----- Information supplied
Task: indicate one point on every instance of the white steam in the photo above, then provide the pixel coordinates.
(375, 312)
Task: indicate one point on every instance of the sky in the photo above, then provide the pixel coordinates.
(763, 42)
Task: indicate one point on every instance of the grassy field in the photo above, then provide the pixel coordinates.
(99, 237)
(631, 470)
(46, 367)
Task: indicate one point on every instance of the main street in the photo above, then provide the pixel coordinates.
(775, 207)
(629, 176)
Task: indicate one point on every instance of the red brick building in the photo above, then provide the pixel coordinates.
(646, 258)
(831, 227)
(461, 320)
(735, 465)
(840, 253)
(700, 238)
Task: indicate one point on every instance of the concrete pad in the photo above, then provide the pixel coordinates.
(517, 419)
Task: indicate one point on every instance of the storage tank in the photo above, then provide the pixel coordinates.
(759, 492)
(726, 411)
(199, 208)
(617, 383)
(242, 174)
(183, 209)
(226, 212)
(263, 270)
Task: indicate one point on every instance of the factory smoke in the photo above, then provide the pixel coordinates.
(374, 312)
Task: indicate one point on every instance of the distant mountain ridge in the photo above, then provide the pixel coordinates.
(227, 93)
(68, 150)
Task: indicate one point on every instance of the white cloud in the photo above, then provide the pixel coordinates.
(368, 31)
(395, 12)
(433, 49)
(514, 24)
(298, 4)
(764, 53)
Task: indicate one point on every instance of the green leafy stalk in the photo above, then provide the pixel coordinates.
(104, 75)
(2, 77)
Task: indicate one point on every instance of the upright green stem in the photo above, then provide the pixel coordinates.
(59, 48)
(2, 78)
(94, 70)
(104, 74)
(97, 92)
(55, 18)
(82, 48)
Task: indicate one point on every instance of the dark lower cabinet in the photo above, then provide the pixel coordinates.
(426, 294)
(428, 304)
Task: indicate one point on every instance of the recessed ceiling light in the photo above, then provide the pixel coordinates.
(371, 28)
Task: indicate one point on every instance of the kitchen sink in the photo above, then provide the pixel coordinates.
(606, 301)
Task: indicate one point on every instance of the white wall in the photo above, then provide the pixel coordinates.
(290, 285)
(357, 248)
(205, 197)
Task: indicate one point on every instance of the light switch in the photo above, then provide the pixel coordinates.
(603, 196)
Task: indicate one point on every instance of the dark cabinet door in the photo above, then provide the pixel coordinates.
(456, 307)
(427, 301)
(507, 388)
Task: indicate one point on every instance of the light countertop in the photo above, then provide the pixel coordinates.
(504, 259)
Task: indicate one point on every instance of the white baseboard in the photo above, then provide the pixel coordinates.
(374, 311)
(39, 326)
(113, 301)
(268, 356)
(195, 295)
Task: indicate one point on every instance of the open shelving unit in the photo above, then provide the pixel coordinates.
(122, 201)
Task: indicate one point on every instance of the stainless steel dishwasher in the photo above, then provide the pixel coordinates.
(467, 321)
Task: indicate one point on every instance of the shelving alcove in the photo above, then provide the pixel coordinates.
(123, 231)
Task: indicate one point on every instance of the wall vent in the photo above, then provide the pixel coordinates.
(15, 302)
----------
What the task asks> Once the line with "Task: indicate one point on every instance of the stainless" is found, transcribe it and each line after it through the final line of the entries, exactly and only.

Response>
Task: indicate one point on every instance of the stainless steel dishwasher in the photo above, then provide the pixel coordinates.
(467, 321)
Task: indicate one point on every instance of the shelving alcove in the photo above, then provide the pixel coordinates.
(123, 231)
Task: indicate one point on every instance of the wall vent in the photo above, then provide the pixel coordinates.
(15, 302)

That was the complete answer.